Your task: What is needed here is every line of the records that includes "green".

Entries supplied:

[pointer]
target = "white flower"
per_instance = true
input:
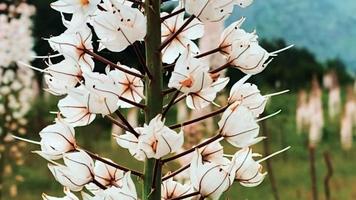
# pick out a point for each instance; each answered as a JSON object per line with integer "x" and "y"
{"x": 239, "y": 127}
{"x": 126, "y": 192}
{"x": 243, "y": 3}
{"x": 129, "y": 87}
{"x": 172, "y": 189}
{"x": 155, "y": 140}
{"x": 77, "y": 171}
{"x": 248, "y": 95}
{"x": 71, "y": 44}
{"x": 190, "y": 74}
{"x": 103, "y": 93}
{"x": 249, "y": 172}
{"x": 80, "y": 9}
{"x": 75, "y": 109}
{"x": 69, "y": 196}
{"x": 205, "y": 96}
{"x": 209, "y": 10}
{"x": 248, "y": 56}
{"x": 61, "y": 76}
{"x": 193, "y": 31}
{"x": 210, "y": 179}
{"x": 119, "y": 28}
{"x": 106, "y": 175}
{"x": 231, "y": 34}
{"x": 57, "y": 139}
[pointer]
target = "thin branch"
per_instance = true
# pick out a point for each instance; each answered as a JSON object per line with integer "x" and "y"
{"x": 117, "y": 123}
{"x": 136, "y": 2}
{"x": 168, "y": 91}
{"x": 221, "y": 110}
{"x": 186, "y": 196}
{"x": 111, "y": 64}
{"x": 142, "y": 106}
{"x": 142, "y": 60}
{"x": 127, "y": 124}
{"x": 155, "y": 171}
{"x": 170, "y": 104}
{"x": 328, "y": 175}
{"x": 213, "y": 139}
{"x": 97, "y": 183}
{"x": 96, "y": 157}
{"x": 220, "y": 68}
{"x": 174, "y": 35}
{"x": 313, "y": 172}
{"x": 172, "y": 14}
{"x": 169, "y": 67}
{"x": 178, "y": 171}
{"x": 209, "y": 52}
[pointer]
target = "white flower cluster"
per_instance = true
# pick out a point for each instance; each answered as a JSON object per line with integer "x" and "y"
{"x": 16, "y": 84}
{"x": 119, "y": 24}
{"x": 311, "y": 106}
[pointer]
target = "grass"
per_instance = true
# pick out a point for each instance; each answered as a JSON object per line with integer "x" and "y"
{"x": 291, "y": 169}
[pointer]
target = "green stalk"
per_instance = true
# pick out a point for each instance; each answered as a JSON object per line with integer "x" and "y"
{"x": 154, "y": 97}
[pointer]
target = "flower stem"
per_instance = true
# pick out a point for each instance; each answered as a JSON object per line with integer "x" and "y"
{"x": 186, "y": 196}
{"x": 213, "y": 139}
{"x": 111, "y": 64}
{"x": 172, "y": 14}
{"x": 221, "y": 110}
{"x": 117, "y": 123}
{"x": 127, "y": 124}
{"x": 96, "y": 157}
{"x": 178, "y": 171}
{"x": 97, "y": 183}
{"x": 170, "y": 104}
{"x": 154, "y": 97}
{"x": 174, "y": 35}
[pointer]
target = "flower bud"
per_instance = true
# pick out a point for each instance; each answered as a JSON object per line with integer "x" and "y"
{"x": 210, "y": 179}
{"x": 77, "y": 171}
{"x": 57, "y": 139}
{"x": 172, "y": 189}
{"x": 239, "y": 127}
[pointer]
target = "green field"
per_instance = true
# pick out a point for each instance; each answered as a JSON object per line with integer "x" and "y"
{"x": 291, "y": 170}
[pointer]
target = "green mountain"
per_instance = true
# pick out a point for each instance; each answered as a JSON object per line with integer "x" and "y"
{"x": 325, "y": 27}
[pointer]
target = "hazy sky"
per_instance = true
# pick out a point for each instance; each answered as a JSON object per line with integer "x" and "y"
{"x": 325, "y": 27}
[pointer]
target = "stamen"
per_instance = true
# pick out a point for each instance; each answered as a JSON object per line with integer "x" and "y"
{"x": 274, "y": 154}
{"x": 48, "y": 56}
{"x": 31, "y": 67}
{"x": 268, "y": 116}
{"x": 280, "y": 50}
{"x": 26, "y": 140}
{"x": 277, "y": 93}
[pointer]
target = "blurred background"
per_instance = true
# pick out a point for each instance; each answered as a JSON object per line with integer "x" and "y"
{"x": 318, "y": 116}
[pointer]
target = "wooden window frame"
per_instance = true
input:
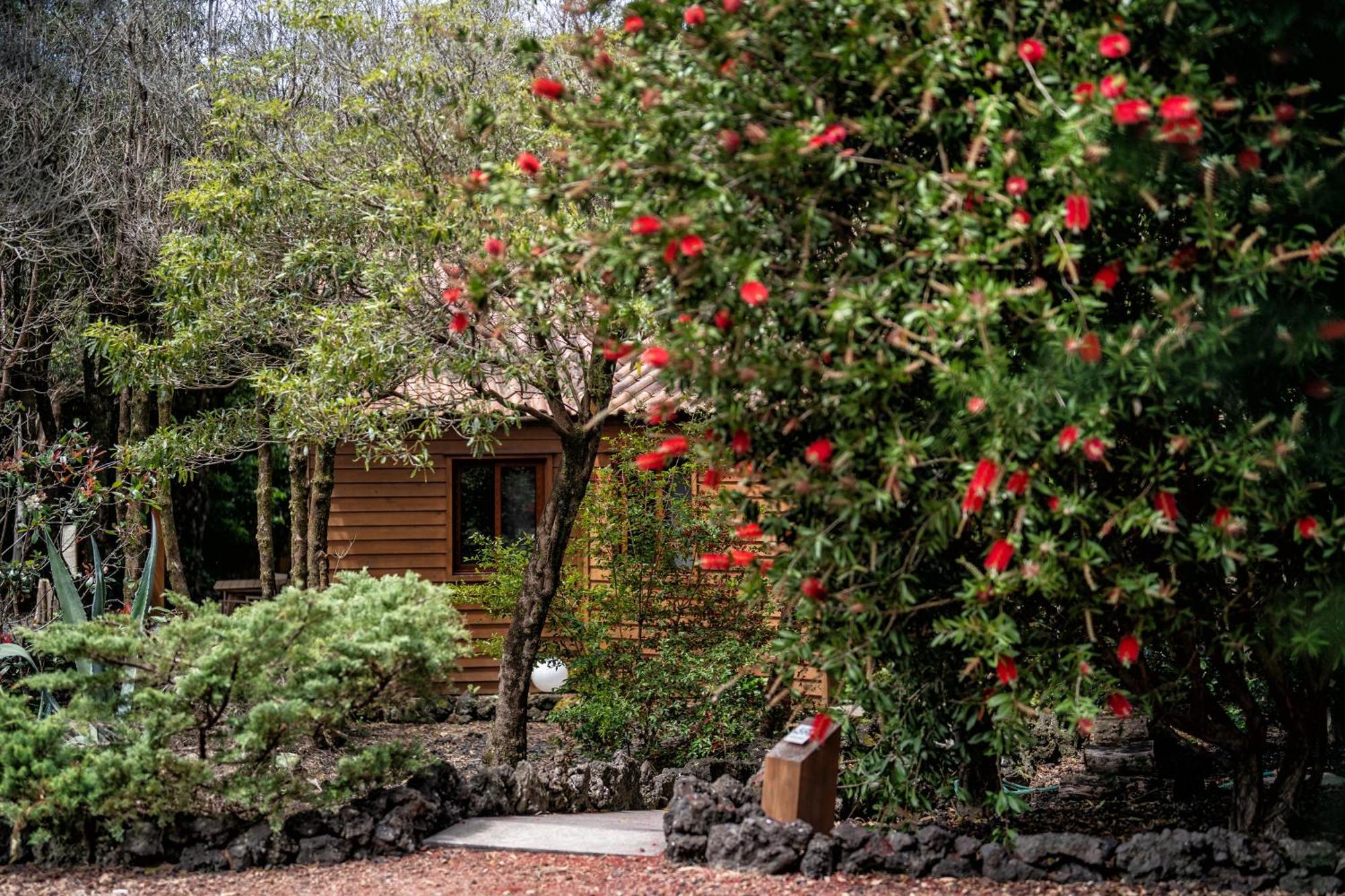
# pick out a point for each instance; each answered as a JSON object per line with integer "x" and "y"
{"x": 455, "y": 498}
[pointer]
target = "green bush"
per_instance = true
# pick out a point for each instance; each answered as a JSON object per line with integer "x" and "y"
{"x": 215, "y": 710}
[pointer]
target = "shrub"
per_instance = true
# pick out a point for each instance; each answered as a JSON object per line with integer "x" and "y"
{"x": 213, "y": 709}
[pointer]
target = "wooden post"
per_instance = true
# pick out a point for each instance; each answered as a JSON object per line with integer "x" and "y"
{"x": 801, "y": 778}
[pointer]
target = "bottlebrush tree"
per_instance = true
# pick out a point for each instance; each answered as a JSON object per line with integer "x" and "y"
{"x": 1026, "y": 319}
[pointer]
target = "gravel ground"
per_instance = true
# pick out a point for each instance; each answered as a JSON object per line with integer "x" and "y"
{"x": 454, "y": 870}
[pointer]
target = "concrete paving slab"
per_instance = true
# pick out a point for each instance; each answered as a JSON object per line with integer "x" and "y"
{"x": 633, "y": 833}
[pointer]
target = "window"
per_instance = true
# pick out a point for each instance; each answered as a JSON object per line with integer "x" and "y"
{"x": 493, "y": 498}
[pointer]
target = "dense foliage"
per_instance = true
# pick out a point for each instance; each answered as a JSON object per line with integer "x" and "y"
{"x": 1023, "y": 318}
{"x": 212, "y": 710}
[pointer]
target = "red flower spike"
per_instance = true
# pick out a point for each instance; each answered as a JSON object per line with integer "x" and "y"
{"x": 1078, "y": 212}
{"x": 754, "y": 292}
{"x": 1120, "y": 706}
{"x": 549, "y": 89}
{"x": 999, "y": 556}
{"x": 1114, "y": 46}
{"x": 652, "y": 460}
{"x": 1178, "y": 108}
{"x": 1032, "y": 52}
{"x": 715, "y": 563}
{"x": 820, "y": 452}
{"x": 646, "y": 225}
{"x": 528, "y": 163}
{"x": 750, "y": 532}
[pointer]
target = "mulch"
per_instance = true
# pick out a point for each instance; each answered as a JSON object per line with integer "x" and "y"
{"x": 455, "y": 870}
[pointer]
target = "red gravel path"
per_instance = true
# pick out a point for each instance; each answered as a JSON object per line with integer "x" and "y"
{"x": 453, "y": 870}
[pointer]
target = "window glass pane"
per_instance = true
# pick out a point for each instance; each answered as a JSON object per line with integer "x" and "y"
{"x": 518, "y": 502}
{"x": 475, "y": 507}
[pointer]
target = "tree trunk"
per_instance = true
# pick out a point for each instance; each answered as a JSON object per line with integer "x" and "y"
{"x": 298, "y": 514}
{"x": 167, "y": 522}
{"x": 322, "y": 482}
{"x": 266, "y": 532}
{"x": 508, "y": 740}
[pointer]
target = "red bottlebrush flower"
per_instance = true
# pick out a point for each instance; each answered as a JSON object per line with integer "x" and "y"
{"x": 675, "y": 446}
{"x": 1184, "y": 132}
{"x": 718, "y": 563}
{"x": 1332, "y": 330}
{"x": 1032, "y": 52}
{"x": 652, "y": 460}
{"x": 981, "y": 485}
{"x": 999, "y": 556}
{"x": 1078, "y": 212}
{"x": 1178, "y": 108}
{"x": 820, "y": 452}
{"x": 1114, "y": 46}
{"x": 1129, "y": 112}
{"x": 614, "y": 352}
{"x": 1090, "y": 349}
{"x": 549, "y": 89}
{"x": 1120, "y": 706}
{"x": 646, "y": 225}
{"x": 1108, "y": 278}
{"x": 754, "y": 292}
{"x": 750, "y": 532}
{"x": 742, "y": 557}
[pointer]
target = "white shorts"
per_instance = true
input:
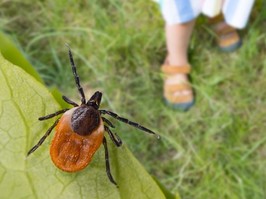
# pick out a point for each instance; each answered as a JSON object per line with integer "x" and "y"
{"x": 236, "y": 12}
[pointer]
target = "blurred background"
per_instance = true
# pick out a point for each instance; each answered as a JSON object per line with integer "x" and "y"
{"x": 217, "y": 149}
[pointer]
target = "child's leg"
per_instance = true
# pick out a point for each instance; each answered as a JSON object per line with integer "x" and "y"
{"x": 177, "y": 91}
{"x": 177, "y": 41}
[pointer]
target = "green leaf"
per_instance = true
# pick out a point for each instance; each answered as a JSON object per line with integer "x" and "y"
{"x": 13, "y": 55}
{"x": 22, "y": 101}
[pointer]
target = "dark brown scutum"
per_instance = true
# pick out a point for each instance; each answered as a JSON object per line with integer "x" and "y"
{"x": 85, "y": 120}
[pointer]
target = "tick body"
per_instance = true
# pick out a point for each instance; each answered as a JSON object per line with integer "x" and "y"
{"x": 79, "y": 132}
{"x": 71, "y": 151}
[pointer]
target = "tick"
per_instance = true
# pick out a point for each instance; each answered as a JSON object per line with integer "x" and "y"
{"x": 79, "y": 132}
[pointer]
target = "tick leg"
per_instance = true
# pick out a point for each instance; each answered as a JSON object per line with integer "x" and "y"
{"x": 136, "y": 125}
{"x": 114, "y": 137}
{"x": 53, "y": 114}
{"x": 43, "y": 138}
{"x": 74, "y": 70}
{"x": 107, "y": 163}
{"x": 69, "y": 101}
{"x": 108, "y": 122}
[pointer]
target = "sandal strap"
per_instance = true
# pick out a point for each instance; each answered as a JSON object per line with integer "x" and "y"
{"x": 171, "y": 88}
{"x": 170, "y": 70}
{"x": 179, "y": 98}
{"x": 223, "y": 29}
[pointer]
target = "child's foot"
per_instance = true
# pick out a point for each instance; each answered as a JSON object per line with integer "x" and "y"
{"x": 227, "y": 37}
{"x": 177, "y": 90}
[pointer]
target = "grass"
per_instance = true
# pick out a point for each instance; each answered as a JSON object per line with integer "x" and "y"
{"x": 217, "y": 149}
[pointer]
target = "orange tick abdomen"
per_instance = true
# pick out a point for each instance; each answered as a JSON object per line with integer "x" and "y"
{"x": 70, "y": 151}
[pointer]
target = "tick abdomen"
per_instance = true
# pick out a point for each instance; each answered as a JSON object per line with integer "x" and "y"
{"x": 70, "y": 151}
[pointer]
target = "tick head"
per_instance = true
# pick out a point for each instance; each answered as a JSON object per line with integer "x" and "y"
{"x": 95, "y": 100}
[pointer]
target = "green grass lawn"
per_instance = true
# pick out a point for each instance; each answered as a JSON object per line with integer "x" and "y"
{"x": 217, "y": 149}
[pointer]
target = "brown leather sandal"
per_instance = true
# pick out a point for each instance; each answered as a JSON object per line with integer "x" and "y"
{"x": 172, "y": 94}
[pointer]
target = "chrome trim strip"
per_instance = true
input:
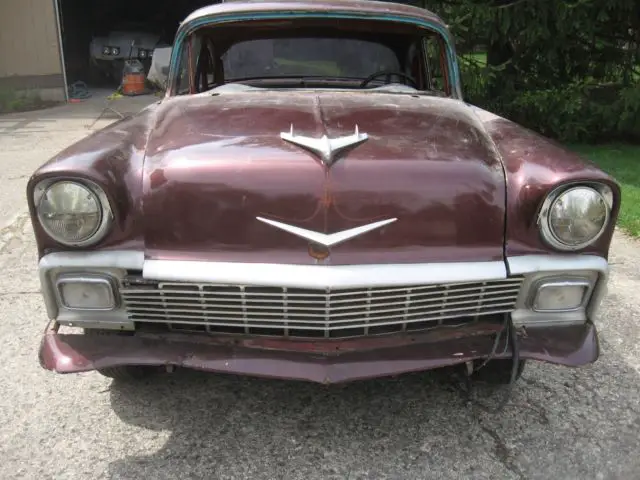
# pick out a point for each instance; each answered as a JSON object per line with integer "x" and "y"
{"x": 556, "y": 263}
{"x": 322, "y": 276}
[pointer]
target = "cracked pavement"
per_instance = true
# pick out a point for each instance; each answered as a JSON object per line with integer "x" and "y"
{"x": 560, "y": 423}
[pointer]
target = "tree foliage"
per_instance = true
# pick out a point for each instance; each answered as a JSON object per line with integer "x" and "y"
{"x": 578, "y": 56}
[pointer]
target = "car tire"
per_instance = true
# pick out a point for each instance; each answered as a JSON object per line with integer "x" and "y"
{"x": 127, "y": 373}
{"x": 498, "y": 372}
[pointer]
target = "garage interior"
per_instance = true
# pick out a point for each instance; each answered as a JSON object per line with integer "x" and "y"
{"x": 81, "y": 20}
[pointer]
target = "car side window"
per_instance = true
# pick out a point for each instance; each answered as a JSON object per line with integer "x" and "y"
{"x": 436, "y": 66}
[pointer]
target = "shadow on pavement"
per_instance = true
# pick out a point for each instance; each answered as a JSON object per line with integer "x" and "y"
{"x": 560, "y": 423}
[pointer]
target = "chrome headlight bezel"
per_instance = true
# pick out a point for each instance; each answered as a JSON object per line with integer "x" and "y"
{"x": 546, "y": 230}
{"x": 106, "y": 213}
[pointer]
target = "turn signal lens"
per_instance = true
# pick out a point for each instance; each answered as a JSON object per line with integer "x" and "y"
{"x": 560, "y": 296}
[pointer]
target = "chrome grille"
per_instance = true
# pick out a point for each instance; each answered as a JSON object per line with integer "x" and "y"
{"x": 295, "y": 312}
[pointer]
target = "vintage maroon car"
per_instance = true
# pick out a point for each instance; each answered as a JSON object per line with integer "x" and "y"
{"x": 313, "y": 199}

The completed task:
target = "green stalk"
target = "green field"
target = "green mountain"
target = "green bush"
target = "green leaf"
target = "green grass lawn"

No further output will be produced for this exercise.